# What you have to do:
Write down each entry precisely as given.

# Information supplied:
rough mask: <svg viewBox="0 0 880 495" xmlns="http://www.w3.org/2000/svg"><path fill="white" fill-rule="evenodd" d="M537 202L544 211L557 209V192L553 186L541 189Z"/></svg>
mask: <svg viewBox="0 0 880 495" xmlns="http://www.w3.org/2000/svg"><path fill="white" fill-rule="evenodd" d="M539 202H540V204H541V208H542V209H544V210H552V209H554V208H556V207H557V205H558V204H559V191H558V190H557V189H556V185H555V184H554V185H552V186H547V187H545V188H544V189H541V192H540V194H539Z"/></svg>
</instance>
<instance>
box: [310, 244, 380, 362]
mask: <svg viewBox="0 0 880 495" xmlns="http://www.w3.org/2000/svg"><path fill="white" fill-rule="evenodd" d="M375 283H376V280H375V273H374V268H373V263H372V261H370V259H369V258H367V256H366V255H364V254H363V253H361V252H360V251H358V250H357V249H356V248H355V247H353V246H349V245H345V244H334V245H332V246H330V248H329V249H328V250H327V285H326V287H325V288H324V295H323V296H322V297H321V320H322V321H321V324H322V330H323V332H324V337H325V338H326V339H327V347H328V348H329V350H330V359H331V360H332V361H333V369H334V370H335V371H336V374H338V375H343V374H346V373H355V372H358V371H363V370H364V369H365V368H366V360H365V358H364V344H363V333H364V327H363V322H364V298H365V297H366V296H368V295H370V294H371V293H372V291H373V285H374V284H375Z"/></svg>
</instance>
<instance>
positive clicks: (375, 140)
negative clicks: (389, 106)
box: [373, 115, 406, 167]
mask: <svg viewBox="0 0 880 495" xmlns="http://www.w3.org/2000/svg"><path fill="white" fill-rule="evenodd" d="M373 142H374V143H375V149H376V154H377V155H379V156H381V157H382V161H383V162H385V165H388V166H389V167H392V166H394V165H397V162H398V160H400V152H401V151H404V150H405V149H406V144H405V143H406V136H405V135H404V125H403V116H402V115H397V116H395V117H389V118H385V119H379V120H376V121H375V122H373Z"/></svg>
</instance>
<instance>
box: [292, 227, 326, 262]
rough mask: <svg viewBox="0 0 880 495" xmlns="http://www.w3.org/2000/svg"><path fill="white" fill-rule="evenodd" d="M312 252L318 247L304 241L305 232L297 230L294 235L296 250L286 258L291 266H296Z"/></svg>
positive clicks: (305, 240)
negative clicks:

# Answer for the task:
rough mask: <svg viewBox="0 0 880 495" xmlns="http://www.w3.org/2000/svg"><path fill="white" fill-rule="evenodd" d="M537 202L544 211L557 209V192L553 186L541 189Z"/></svg>
mask: <svg viewBox="0 0 880 495" xmlns="http://www.w3.org/2000/svg"><path fill="white" fill-rule="evenodd" d="M539 202H540V204H541V208H542V209H544V210H552V209H554V208H556V207H557V205H558V204H559V191H558V190H557V189H556V185H555V184H554V185H552V186H547V187H545V188H544V189H541V192H540V194H539Z"/></svg>
</instance>
<instance>
box: [310, 244, 380, 362]
mask: <svg viewBox="0 0 880 495" xmlns="http://www.w3.org/2000/svg"><path fill="white" fill-rule="evenodd" d="M375 283H376V280H375V273H374V268H373V263H372V261H370V259H369V258H367V256H366V255H364V254H363V253H361V252H360V251H358V250H357V249H356V248H355V247H353V246H349V245H345V244H334V245H332V246H330V248H329V249H328V250H327V285H326V287H325V288H324V295H323V296H322V297H321V320H322V321H321V324H322V330H323V332H324V337H325V338H326V339H327V347H328V348H329V350H330V359H331V360H332V361H333V369H334V370H335V371H336V374H338V375H343V374H346V373H355V372H358V371H363V370H364V369H365V368H366V360H365V358H364V344H363V333H364V327H363V322H364V298H365V297H366V296H368V295H370V294H371V293H372V291H373V285H374V284H375Z"/></svg>
</instance>
<instance>
positive clicks: (375, 140)
negative clicks: (389, 106)
box: [373, 115, 406, 167]
mask: <svg viewBox="0 0 880 495" xmlns="http://www.w3.org/2000/svg"><path fill="white" fill-rule="evenodd" d="M373 142H374V143H375V149H376V154H377V155H379V156H381V157H382V161H383V162H385V165H388V166H389V167H392V166H394V165H397V162H398V160H400V152H401V151H404V150H405V149H406V144H405V143H406V136H405V135H404V125H403V116H402V115H397V116H395V117H389V118H385V119H379V120H376V121H375V122H373Z"/></svg>
</instance>
<instance>
box: [292, 227, 326, 262]
rough mask: <svg viewBox="0 0 880 495" xmlns="http://www.w3.org/2000/svg"><path fill="white" fill-rule="evenodd" d="M312 252L318 247L304 241L305 232L297 230L294 235L296 250L286 258L291 266H296Z"/></svg>
positive clicks: (305, 240)
negative clicks:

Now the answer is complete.